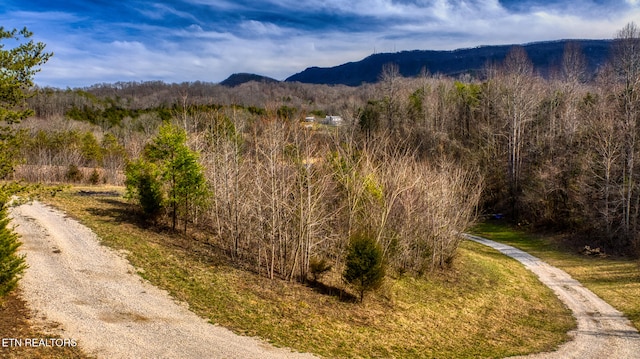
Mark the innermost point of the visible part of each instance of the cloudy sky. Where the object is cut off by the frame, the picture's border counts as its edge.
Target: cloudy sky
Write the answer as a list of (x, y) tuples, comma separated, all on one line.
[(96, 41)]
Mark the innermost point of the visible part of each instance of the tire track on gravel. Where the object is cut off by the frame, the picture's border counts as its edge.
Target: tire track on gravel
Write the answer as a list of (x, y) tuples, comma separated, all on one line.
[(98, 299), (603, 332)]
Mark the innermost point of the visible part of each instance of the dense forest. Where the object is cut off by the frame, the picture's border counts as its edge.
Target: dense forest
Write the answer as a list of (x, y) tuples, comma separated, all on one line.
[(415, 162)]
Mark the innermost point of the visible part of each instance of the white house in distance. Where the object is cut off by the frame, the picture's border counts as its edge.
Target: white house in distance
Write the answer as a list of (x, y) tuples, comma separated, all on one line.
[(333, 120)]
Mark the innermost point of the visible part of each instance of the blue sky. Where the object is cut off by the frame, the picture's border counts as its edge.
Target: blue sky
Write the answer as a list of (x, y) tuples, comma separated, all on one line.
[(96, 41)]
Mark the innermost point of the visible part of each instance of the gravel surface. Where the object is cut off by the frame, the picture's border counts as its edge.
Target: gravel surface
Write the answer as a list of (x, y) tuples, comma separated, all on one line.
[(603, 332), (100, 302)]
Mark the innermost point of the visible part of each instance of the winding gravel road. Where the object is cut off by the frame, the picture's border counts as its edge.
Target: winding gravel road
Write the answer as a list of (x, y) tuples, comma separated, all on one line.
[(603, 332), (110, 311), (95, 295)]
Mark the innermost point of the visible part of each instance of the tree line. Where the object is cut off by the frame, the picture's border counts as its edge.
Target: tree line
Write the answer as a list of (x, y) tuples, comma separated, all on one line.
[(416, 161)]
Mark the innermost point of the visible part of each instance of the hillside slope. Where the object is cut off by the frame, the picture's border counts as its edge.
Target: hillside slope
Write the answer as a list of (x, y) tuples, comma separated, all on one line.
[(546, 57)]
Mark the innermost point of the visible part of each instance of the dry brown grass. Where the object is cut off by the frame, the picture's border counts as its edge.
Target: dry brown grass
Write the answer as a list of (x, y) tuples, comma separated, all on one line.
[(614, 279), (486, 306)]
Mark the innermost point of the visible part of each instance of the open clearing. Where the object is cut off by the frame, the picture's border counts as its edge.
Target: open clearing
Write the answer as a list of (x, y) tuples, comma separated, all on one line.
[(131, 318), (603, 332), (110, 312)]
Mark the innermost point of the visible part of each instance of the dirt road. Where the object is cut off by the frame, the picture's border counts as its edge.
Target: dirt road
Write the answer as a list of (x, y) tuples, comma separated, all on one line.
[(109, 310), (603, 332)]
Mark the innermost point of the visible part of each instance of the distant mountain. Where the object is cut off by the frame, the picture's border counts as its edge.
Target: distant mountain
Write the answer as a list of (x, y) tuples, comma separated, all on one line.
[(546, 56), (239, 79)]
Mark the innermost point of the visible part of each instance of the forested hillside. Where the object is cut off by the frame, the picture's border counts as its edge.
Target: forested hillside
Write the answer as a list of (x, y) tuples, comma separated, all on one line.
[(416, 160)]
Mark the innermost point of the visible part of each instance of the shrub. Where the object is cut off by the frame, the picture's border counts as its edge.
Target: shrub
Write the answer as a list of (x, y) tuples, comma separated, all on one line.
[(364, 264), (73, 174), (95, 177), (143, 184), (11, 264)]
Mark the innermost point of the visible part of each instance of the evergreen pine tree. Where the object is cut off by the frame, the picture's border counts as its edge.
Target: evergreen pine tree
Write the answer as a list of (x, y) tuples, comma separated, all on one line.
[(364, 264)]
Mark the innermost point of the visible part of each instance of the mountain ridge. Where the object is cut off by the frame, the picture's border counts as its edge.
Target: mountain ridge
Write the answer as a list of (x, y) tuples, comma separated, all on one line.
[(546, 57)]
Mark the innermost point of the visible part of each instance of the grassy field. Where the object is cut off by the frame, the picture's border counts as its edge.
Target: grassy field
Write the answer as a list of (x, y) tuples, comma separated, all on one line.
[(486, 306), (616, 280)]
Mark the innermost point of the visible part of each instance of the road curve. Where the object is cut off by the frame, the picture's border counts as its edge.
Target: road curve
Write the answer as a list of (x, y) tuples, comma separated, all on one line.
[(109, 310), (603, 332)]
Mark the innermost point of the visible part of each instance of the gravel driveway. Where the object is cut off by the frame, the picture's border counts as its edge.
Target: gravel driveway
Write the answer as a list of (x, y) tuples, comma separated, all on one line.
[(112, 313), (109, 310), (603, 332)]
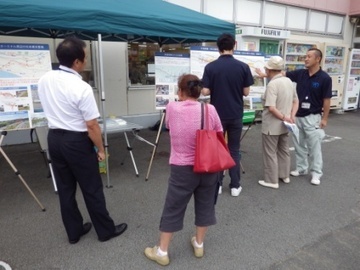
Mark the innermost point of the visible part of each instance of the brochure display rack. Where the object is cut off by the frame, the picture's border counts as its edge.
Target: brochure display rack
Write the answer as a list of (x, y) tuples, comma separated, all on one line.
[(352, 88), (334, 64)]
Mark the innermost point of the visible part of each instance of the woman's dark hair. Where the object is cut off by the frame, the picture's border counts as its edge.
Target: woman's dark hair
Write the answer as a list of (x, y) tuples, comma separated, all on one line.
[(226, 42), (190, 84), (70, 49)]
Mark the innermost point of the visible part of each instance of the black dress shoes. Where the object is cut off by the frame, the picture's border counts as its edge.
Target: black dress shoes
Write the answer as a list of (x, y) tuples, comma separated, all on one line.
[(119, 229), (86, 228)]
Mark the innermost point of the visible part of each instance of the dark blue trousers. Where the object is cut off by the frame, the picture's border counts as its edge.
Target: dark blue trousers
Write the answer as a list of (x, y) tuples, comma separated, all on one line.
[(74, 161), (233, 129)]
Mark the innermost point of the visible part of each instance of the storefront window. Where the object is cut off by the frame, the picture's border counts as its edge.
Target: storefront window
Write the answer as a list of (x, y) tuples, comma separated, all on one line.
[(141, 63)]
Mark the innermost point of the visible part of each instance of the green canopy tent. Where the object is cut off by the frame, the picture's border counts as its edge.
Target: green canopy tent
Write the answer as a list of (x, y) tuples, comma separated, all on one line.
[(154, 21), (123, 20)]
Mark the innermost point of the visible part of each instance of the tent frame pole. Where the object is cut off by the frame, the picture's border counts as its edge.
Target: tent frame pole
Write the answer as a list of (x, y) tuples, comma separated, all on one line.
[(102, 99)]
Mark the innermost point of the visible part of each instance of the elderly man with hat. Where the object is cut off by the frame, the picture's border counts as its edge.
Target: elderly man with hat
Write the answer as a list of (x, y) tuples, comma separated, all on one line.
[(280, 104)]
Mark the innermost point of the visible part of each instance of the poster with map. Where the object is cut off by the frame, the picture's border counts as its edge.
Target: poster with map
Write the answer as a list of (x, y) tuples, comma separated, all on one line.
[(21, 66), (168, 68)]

---

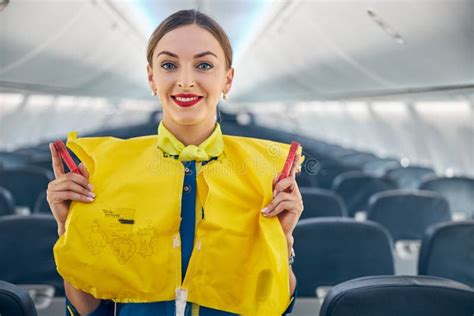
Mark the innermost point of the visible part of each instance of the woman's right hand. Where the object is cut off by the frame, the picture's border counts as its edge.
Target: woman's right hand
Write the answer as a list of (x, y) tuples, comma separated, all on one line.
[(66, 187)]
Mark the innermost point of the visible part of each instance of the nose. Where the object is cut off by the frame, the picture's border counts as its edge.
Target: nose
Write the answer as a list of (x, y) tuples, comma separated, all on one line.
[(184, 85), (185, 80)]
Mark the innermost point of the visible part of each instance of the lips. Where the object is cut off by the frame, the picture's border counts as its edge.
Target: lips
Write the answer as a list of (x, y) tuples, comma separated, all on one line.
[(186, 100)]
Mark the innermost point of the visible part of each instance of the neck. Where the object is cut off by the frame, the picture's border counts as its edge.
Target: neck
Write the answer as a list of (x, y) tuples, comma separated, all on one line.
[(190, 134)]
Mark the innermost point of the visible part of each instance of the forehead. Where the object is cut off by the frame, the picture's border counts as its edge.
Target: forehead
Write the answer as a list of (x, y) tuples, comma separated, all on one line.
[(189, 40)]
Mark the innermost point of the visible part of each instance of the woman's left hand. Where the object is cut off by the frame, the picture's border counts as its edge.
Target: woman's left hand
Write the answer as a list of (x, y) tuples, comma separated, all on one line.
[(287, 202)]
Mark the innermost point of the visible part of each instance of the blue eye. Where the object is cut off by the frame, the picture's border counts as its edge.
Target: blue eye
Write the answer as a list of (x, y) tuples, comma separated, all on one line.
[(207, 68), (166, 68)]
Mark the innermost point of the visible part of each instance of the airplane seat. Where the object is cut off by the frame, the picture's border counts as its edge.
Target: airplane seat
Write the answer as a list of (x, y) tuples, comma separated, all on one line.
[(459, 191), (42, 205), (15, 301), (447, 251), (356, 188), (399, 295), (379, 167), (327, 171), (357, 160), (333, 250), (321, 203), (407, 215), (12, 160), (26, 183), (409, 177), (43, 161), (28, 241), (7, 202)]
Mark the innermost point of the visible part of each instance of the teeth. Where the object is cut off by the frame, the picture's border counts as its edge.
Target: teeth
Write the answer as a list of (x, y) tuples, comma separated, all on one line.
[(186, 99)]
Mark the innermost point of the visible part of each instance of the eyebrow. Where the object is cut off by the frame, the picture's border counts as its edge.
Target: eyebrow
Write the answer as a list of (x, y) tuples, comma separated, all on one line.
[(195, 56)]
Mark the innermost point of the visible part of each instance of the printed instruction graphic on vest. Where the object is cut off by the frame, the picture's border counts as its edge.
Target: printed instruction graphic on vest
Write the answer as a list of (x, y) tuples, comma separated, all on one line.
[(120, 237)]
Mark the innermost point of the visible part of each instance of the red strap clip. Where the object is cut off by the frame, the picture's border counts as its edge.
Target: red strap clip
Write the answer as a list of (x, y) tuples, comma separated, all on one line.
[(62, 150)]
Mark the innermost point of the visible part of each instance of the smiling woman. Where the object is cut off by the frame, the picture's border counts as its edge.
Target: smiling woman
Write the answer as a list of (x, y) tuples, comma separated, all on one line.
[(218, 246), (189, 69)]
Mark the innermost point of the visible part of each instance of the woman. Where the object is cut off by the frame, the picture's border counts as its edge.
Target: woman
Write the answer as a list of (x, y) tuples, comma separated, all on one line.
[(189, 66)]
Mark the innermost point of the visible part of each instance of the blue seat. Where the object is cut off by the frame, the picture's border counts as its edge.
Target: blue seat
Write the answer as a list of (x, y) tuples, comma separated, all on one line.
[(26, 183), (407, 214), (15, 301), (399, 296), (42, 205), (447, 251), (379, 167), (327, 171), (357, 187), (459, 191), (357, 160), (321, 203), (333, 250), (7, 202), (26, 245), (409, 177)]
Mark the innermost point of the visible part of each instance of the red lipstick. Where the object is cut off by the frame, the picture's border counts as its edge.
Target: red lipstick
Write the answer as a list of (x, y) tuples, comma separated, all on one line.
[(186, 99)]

--

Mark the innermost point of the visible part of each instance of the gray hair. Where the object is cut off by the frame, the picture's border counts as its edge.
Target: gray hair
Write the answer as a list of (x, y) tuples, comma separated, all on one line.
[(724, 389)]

What the task requires: A word-for-word copy of the lines above from the one with "of the cloudy" through the one with "Target: cloudy sky", inclusive, is the only output wanted.

Response to the exercise:
Mark the innermost point of the visible part of each instance of the cloudy sky. Where the object is cut off by the frame, the picture's border counts as its edge.
Target: cloudy sky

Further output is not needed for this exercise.